### [Passage shown]
Robert Frost’s The Road Not Taken

The Question of Fate versus Free Will

© Elizabeth Gregory

Oct 19, 2007
Getting to grips with Robert Frost's most ambiguous poem.

All of us have experienced a crossroads at some point in our lives, where we have had to make a choice that will affect our future. How do we know which path to take through life? And how will we know that we have made the right decision?

These are the questions faced by the speaker of perhaps Robert Frost’s most famous poem: The Road Not Taken. He finds himself in a yellow wood, on a path which splits in two and goes in different directions. That the wood is “yellow” immediately presents some ambiguity: readers may interpret this as a beautiful springtime wood full of sunshine and daffodils, suggesting the speaker’s youth, or as an autumnal scene suggesting quite the opposite. Or perhaps the yellow connotes cowardice, as the speaker procrastinates over his decision.

The Road Less Travelled?

Items for segmentation labeling:
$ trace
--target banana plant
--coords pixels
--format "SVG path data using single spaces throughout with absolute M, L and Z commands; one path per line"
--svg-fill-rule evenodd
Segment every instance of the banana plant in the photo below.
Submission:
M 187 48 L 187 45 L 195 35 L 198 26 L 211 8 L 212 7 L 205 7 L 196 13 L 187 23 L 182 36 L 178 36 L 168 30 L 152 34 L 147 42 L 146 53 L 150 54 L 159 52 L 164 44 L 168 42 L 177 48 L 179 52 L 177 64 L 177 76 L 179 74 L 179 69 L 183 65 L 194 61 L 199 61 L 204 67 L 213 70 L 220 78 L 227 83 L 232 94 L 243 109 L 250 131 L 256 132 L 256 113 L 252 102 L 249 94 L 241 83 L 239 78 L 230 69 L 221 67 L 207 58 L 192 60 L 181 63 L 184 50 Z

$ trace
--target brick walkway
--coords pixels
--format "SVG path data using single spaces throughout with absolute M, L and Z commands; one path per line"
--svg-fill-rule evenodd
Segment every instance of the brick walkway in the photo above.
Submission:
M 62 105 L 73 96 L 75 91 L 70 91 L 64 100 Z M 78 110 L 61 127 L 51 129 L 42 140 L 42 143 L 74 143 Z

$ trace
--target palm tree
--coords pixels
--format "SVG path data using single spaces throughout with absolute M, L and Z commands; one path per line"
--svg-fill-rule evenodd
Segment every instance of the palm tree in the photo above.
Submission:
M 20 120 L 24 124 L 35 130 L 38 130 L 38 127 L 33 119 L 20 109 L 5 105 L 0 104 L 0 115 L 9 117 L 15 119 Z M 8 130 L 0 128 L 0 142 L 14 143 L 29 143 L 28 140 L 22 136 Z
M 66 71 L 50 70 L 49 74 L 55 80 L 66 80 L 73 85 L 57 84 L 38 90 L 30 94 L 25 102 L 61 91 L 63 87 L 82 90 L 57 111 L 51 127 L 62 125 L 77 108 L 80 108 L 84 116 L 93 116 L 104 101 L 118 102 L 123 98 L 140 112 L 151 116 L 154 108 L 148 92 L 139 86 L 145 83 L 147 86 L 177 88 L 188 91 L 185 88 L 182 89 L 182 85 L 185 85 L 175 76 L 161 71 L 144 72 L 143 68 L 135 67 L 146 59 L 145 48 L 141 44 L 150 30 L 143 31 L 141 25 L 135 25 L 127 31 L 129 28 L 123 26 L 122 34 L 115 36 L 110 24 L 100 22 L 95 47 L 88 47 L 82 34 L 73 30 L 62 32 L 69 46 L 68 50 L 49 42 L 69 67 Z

--

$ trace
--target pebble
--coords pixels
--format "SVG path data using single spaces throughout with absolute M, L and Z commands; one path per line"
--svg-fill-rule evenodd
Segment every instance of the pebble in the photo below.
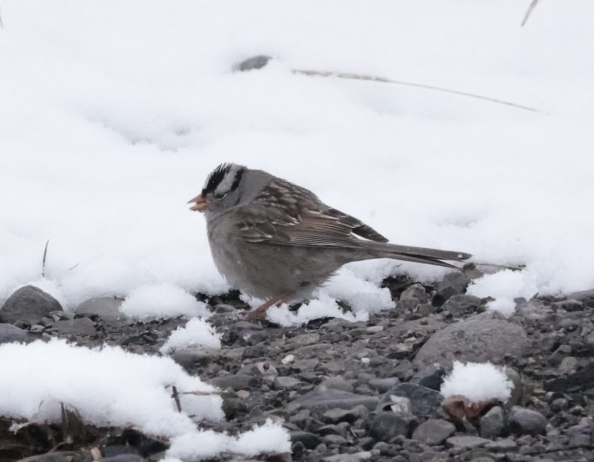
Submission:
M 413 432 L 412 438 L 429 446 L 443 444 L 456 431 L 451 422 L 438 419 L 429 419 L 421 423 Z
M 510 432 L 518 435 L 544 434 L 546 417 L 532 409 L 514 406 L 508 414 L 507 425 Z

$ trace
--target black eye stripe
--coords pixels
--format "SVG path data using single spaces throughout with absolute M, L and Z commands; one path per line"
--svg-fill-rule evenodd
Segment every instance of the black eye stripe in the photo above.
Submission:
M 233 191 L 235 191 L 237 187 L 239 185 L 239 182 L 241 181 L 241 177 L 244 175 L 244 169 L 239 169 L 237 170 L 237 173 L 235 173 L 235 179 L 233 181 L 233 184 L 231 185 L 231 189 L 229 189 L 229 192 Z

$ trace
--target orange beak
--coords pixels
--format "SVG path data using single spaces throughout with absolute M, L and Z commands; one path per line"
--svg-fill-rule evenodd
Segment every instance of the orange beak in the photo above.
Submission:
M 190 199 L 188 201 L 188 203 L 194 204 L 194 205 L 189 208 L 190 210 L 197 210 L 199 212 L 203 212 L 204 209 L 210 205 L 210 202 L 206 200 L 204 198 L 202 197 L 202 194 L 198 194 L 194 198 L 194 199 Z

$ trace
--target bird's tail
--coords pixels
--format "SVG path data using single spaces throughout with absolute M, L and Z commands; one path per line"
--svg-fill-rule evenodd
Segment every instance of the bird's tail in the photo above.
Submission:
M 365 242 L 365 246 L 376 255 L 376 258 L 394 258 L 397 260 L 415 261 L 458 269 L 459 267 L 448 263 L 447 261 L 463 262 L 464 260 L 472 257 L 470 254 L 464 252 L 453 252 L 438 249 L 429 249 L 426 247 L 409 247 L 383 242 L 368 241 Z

* * *

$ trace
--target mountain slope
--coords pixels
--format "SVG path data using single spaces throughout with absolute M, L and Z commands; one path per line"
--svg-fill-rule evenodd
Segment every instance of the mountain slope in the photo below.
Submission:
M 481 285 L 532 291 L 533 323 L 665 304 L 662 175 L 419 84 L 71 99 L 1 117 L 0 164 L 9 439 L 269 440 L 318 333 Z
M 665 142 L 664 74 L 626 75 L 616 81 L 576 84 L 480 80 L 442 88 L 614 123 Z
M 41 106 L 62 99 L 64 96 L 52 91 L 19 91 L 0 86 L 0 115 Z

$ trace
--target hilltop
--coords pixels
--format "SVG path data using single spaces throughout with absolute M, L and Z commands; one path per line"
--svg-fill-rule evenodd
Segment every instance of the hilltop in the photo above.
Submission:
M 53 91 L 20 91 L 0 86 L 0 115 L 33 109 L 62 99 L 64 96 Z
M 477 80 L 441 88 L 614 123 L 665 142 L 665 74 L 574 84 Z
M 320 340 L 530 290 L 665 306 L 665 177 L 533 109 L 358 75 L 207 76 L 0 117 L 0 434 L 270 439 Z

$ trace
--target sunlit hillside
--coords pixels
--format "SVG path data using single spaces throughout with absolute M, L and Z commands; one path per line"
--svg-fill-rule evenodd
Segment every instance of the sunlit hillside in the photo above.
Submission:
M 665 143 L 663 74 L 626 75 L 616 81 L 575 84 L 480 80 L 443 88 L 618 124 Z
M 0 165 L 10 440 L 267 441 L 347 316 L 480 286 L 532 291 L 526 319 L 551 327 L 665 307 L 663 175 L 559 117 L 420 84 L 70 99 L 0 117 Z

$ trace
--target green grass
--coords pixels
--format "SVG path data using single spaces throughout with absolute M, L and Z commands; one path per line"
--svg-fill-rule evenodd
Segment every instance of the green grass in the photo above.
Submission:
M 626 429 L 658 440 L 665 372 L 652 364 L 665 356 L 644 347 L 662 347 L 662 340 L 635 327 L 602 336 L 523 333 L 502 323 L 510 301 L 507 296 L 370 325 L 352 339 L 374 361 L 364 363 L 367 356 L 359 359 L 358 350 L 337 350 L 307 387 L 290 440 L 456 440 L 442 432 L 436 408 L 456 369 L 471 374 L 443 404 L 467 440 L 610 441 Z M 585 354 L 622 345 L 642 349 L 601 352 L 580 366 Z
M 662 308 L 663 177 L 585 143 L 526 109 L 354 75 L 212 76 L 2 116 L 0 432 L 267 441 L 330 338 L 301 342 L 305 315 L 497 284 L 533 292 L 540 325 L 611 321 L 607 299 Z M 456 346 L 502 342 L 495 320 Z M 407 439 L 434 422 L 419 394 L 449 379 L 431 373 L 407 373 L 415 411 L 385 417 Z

### [Exercise instructions]
(a) Reproduce the essay on Robert Frost's poem from "All of us have" up to and including "Road Less Travelled?".
(b) Carry the essay on Robert Frost's poem forward from the point where it stops.
The listing is separate material, unrelated to the essay on Robert Frost's poem.

### [Responses for each task]
(a)
All of us have experienced a crossroads at some point in our lives, where we have had to make a choice that will affect our future. How do we know which path to take through life? And how will we know that we have made the right decision?

These are the questions faced by the speaker of perhaps Robert Frost’s most famous poem: The Road Not Taken. He finds himself in a yellow wood, on a path which splits in two and goes in different directions. That the wood is “yellow” immediately presents some ambiguity: readers may interpret this as a beautiful springtime wood full of sunshine and daffodils, suggesting the speaker’s youth, or as an autumnal scene suggesting quite the opposite. Or perhaps the yellow connotes cowardice, as the speaker procrastinates over his decision.

The Road Less Travelled?

(b)
He peers down each road as far as he can, but of course the paths bend away out of sight -- just as in life we may see the immediate consequences of our actions but not the long-term effects. In the end, the narrator chooses the one which is “grassy” and “wanted wear.” in other words, the road less travelled. Reasonable enough: many people choose to blaze a trail through life, deliberately following a different and perhaps more difficult course.

However, the poem presents us with a huge contradiction. After making his choice, the speaker goes on to tell us that “the passing there/Had worn them really about the same” and that “both that morning equally lay/ In leaves no step had trodden black.” The lexical choices in this stanza reinforce the speaker’s apparent confusion: “perhaps”, “though” and “really about” hardly suggest certainty.

Back to the Future

The final stanza takes us to some future point in the speaker’s life, when he will be “telling this with a sigh/Somewhere ages and ages hence”. What could the sigh mean? It could be interpreted in many ways: relief, regret, tiredness or sarcasm, and how we decide to read this part of the poem has a huge effect on the meaning of the poem’s final lines.

The speaker claims that he chose the road less travelled, and that this choice has made all the difference to his life. Is he being sincere? Or sarcastic? Has he really convinced himself that he chose the grassier path, or is he simply boasting to his audience, making false claims in order to impress them? The poem gives us no easy answers: even the repetition of “I” in lines 18-19 present a dilemma – depending on the tone of voice adopted here, this could seem either boastful and arrogant, or hesitant and unsure.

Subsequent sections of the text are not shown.